### PROBLEM DETAILS
Reproduce the line containing "Put a marker on each instance of the power" and every line after it through the end of the records. Include nothing else.

### RECORDS SUPPLIED
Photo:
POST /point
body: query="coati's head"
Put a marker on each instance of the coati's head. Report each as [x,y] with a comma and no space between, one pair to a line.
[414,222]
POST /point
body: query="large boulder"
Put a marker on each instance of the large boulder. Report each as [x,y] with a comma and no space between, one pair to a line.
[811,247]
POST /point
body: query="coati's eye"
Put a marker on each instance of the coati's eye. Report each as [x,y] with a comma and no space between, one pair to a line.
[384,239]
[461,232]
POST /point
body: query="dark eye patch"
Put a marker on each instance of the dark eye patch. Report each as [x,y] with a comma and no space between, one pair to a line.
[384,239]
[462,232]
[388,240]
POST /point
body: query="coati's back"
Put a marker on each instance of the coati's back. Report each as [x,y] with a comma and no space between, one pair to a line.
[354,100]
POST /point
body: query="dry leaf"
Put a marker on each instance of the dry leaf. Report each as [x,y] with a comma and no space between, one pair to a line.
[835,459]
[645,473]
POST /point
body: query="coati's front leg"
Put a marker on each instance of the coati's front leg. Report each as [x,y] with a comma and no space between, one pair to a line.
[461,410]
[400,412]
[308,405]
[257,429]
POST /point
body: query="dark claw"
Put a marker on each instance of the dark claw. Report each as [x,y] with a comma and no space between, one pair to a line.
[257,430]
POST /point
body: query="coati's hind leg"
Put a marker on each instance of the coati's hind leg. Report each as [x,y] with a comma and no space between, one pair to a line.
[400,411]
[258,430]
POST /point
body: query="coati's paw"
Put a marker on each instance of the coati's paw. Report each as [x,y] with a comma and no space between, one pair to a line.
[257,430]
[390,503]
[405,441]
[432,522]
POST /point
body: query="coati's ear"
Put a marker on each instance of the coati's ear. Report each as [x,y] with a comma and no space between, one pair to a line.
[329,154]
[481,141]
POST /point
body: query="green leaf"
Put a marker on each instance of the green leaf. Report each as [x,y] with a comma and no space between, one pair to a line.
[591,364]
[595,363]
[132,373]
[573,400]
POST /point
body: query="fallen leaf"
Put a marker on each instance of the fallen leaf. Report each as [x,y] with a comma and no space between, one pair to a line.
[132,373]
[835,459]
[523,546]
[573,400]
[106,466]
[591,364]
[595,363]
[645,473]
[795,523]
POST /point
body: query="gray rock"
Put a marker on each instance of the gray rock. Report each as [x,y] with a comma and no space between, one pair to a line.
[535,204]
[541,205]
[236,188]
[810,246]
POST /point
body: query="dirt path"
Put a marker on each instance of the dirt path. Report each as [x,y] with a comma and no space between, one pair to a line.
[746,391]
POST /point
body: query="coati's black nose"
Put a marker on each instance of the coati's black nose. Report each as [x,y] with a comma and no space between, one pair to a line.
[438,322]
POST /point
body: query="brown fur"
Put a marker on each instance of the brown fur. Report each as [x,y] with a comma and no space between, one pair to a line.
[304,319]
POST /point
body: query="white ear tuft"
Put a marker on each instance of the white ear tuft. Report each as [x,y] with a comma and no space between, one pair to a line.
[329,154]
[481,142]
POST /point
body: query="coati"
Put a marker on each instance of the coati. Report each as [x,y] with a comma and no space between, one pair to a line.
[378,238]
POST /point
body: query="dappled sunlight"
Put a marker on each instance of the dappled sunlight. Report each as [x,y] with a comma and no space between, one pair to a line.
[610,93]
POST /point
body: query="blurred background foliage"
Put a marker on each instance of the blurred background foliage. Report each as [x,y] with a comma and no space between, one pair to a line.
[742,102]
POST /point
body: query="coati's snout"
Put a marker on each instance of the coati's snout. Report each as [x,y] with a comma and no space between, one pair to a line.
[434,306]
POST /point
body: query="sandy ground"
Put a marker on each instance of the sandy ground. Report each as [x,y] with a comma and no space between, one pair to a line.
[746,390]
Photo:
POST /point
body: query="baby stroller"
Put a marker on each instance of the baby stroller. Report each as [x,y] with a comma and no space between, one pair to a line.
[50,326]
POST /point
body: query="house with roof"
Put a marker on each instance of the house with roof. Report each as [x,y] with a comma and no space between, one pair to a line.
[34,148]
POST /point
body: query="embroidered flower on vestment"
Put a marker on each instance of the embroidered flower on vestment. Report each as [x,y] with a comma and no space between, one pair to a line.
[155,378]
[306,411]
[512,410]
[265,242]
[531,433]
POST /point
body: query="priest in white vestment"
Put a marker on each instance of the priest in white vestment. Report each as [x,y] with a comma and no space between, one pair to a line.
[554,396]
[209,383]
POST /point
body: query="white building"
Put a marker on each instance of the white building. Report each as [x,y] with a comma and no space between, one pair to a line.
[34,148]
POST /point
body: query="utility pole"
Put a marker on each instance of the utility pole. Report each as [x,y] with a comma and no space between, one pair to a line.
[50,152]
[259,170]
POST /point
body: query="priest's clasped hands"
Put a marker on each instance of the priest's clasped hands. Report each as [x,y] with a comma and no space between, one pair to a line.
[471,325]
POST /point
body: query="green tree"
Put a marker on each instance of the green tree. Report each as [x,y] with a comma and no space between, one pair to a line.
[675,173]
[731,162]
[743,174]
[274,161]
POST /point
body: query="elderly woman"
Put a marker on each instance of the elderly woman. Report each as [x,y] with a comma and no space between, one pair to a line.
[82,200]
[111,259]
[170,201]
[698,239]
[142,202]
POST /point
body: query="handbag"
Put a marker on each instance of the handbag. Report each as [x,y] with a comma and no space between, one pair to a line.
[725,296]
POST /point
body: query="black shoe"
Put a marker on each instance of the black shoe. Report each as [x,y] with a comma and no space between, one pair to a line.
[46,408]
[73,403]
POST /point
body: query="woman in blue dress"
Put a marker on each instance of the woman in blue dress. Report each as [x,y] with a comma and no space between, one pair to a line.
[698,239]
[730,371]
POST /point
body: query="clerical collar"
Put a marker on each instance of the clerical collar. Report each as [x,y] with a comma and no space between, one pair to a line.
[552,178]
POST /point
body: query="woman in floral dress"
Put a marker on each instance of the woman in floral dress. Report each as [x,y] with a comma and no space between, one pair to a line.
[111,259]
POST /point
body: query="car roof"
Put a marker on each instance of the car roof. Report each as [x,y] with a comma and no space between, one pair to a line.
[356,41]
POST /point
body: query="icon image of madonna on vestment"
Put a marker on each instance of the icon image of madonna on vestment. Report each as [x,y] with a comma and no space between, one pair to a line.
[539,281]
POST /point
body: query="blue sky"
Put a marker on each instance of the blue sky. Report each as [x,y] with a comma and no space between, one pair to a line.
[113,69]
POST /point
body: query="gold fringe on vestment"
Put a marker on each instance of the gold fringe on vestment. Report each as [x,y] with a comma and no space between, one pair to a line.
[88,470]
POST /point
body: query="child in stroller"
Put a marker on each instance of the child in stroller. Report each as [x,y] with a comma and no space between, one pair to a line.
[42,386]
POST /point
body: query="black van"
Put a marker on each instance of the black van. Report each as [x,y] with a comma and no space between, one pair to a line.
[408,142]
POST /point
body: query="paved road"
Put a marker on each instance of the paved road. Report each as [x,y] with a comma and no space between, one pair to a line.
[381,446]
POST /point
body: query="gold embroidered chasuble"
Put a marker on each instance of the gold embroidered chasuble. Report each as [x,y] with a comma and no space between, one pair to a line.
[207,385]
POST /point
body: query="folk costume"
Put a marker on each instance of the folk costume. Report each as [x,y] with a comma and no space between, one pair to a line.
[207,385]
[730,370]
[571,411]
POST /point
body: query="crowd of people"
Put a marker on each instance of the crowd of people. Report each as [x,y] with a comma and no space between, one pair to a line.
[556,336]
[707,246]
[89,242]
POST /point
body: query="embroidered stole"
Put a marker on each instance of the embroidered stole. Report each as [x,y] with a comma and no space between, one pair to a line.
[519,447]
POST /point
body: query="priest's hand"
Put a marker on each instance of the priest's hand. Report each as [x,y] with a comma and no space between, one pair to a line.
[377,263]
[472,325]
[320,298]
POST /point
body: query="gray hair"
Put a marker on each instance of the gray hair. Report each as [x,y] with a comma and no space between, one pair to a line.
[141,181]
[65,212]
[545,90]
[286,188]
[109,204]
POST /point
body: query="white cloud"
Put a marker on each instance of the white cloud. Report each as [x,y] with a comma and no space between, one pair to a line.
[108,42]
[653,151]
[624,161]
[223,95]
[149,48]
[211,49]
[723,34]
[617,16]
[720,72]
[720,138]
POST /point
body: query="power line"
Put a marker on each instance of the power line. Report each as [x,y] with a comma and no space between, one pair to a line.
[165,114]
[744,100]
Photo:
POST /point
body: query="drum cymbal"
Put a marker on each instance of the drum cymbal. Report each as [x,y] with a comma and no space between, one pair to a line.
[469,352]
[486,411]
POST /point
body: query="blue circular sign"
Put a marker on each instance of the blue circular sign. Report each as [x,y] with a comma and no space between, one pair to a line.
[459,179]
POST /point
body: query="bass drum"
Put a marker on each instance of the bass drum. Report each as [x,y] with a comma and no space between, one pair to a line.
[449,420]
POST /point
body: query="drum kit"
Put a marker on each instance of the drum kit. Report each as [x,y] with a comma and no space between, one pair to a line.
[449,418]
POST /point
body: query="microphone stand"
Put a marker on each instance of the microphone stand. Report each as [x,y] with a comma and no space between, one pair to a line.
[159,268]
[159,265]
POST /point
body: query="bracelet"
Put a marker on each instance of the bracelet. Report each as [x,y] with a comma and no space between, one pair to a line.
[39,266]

### YOUR RESPONSE
Put a marker on each instance of the power line. Report each as [x,y] with a comma and no space between, one pair to a line.
[165,114]
[744,100]
Photo:
POST /point
body: query="drum cymbal"
Put a marker on each instance of the drum cymbal. Report each as [x,y] with a comma and no space between, one pair to a line.
[469,352]
[486,411]
POST /point
body: query="blue circular sign"
Put a marker on each instance of the blue circular sign. Report each as [x,y] with a comma and no space between, one pair to a line.
[459,179]
POST /point
body: query="bass drum"
Put a marker on each instance of the bass drum. Report each as [x,y] with a comma and no space between, one pair to a line.
[449,420]
POST /point
body: query="drum kit"
Put a marker on each instance of the drum kit. Report each as [x,y] with a comma and no space between, one pair to a line.
[449,418]
POST /point
body: query="microphone stand"
Put a marker on each instance of the microphone stand. Report each as [x,y] with a comma and no space between, one pair to a line.
[159,268]
[159,265]
POST /point
body: query="bracelet"
Put a marker on each instance of the bracelet. Report each as [x,y] with a comma and no space between, one pair to a line.
[39,266]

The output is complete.